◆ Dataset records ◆
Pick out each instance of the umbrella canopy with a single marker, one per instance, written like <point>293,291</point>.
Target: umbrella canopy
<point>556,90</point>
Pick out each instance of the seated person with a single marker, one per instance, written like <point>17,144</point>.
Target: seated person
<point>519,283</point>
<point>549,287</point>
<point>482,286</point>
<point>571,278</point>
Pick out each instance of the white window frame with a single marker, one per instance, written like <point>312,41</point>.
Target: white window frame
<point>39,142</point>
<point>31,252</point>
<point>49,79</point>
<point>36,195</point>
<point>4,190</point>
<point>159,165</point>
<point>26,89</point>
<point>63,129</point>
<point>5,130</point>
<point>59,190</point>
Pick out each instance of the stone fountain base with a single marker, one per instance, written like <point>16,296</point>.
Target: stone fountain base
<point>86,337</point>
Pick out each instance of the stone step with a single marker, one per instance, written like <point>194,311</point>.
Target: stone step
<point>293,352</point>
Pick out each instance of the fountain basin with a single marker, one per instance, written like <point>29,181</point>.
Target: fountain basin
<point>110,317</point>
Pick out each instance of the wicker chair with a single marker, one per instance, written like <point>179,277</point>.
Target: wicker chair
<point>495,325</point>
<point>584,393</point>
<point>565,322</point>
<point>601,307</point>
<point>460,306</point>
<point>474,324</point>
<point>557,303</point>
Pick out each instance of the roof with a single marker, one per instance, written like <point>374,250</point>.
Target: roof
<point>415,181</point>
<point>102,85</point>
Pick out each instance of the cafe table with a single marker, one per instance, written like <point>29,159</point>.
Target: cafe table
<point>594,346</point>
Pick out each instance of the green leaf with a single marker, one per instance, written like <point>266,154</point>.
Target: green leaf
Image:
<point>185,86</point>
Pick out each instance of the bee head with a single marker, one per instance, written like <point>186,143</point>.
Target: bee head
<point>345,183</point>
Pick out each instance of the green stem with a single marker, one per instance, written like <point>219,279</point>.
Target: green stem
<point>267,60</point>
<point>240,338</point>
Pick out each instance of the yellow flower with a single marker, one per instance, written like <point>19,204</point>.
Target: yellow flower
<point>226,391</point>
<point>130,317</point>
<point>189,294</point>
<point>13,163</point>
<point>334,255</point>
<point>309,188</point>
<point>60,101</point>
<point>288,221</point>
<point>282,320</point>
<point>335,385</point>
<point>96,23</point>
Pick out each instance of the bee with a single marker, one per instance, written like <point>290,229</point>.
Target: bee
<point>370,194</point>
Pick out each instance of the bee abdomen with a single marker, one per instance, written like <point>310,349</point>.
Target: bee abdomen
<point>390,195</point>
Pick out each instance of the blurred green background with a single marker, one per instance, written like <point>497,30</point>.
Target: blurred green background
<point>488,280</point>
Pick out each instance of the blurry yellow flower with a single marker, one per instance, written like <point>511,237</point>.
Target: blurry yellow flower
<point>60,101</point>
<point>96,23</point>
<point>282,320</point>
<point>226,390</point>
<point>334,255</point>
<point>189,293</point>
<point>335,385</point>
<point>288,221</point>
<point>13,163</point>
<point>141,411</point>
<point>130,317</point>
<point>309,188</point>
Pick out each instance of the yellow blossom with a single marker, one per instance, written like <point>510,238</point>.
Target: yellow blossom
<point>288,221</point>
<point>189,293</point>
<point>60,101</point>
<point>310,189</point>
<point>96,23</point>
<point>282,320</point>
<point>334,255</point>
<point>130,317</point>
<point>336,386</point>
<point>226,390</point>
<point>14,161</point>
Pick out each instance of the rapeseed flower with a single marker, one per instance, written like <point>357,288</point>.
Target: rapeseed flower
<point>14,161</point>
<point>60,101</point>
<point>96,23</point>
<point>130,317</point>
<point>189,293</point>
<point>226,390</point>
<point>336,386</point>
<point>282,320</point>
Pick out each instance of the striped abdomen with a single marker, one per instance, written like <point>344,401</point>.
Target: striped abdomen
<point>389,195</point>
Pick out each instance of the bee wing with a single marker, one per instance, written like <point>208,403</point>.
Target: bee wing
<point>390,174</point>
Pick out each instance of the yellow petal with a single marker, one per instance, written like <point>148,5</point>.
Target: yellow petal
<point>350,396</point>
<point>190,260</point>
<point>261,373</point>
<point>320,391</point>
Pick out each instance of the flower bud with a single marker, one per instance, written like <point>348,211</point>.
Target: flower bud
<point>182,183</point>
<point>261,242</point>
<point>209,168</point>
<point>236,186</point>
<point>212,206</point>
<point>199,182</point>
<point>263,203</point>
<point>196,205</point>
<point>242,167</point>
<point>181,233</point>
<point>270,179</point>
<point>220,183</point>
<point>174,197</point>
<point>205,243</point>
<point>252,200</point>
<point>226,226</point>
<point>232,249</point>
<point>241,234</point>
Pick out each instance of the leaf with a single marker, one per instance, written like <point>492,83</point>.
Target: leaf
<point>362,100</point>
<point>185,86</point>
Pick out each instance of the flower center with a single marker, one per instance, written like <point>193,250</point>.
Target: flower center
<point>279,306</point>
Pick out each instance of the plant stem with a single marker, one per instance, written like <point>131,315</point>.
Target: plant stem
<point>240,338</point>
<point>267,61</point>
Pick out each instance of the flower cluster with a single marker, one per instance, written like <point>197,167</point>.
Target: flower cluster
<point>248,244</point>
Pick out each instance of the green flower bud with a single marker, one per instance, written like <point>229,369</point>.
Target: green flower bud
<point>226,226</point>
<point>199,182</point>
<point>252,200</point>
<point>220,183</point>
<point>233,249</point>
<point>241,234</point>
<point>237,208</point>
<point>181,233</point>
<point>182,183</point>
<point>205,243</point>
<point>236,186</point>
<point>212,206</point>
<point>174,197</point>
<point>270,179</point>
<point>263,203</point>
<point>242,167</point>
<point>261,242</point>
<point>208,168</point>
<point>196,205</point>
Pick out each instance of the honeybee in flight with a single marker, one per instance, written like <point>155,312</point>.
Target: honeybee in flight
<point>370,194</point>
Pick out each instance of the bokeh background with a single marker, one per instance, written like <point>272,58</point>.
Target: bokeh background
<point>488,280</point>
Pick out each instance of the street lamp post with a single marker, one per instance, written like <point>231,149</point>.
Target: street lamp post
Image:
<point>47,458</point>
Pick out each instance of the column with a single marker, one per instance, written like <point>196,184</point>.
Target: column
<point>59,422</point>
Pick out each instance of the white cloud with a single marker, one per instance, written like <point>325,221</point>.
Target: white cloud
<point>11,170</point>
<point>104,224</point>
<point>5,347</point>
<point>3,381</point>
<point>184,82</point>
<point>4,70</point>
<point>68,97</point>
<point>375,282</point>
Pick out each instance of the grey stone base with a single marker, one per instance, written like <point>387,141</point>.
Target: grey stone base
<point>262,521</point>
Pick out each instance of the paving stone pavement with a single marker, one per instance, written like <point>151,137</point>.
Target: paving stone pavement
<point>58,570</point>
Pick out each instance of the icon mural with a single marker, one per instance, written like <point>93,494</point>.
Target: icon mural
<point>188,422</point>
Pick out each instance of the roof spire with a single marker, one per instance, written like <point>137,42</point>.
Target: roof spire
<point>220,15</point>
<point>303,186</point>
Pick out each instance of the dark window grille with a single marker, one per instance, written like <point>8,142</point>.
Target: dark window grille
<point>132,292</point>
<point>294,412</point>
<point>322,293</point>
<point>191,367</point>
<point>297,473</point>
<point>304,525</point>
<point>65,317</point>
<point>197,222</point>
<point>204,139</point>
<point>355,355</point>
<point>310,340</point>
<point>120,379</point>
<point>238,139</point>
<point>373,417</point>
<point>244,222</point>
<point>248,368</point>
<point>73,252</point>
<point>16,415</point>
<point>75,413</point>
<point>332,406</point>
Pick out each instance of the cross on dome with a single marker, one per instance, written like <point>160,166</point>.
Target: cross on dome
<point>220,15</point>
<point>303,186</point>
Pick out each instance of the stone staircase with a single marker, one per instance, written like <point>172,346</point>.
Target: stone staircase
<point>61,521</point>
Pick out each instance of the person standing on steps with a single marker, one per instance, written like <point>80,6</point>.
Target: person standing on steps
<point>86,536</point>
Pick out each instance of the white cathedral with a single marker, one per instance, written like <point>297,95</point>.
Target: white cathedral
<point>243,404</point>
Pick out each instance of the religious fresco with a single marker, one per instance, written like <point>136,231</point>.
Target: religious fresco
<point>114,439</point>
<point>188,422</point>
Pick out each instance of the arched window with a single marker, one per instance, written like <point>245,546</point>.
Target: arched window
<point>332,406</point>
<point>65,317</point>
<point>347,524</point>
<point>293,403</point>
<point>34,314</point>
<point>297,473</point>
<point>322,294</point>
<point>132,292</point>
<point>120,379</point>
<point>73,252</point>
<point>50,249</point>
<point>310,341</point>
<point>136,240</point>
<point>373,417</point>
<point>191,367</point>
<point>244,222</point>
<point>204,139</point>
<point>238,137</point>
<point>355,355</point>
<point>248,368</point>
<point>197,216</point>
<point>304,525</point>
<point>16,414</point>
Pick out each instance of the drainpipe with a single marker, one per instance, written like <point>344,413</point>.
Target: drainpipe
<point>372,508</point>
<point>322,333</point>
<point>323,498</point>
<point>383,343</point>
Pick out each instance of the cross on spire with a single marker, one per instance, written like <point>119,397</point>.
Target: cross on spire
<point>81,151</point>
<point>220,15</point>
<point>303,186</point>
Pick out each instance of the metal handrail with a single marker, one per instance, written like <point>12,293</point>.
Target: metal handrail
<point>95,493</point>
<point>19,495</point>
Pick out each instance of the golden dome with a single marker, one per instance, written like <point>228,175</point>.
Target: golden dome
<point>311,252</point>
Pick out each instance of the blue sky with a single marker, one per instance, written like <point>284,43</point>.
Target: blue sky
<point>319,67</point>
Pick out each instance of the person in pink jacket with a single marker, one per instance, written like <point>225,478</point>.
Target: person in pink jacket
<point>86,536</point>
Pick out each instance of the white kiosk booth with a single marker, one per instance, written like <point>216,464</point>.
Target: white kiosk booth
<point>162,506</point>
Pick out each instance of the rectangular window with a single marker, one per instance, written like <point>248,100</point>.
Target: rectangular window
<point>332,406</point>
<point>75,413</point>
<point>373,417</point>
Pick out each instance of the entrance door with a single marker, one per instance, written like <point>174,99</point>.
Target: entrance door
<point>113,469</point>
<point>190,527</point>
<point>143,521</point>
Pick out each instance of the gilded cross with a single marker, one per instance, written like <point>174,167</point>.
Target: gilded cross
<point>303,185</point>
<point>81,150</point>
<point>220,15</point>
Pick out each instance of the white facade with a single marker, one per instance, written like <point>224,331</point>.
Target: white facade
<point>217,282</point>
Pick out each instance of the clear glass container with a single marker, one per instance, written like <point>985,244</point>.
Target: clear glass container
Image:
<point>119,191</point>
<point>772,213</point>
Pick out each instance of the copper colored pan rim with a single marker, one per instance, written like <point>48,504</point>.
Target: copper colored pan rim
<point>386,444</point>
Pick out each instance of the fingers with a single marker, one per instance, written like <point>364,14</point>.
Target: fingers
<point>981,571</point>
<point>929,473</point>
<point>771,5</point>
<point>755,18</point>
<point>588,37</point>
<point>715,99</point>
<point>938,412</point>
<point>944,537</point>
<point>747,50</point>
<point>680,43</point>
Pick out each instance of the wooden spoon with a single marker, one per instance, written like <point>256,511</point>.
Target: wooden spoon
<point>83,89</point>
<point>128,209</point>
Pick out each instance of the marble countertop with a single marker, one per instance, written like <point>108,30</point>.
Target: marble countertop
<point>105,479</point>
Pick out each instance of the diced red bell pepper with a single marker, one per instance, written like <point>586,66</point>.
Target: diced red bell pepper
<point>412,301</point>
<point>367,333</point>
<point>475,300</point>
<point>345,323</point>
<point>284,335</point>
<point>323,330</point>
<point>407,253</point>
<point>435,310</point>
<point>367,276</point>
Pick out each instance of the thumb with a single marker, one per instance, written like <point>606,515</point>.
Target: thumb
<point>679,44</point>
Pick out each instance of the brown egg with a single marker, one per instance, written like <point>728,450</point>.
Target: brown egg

◆ What is required ◆
Copy the lines above, starting at the first one and ending at the line that contains "<point>556,90</point>", both included. Multiply every point coordinate in the answers by 1.55 and round to whole numbers, with halves going up, but leave the request lines and their sample points unchanged.

◆ Finished task ◆
Pick out each instance of the umbrella canopy with a single marker, one per instance, written like <point>293,291</point>.
Target: umbrella canopy
<point>862,140</point>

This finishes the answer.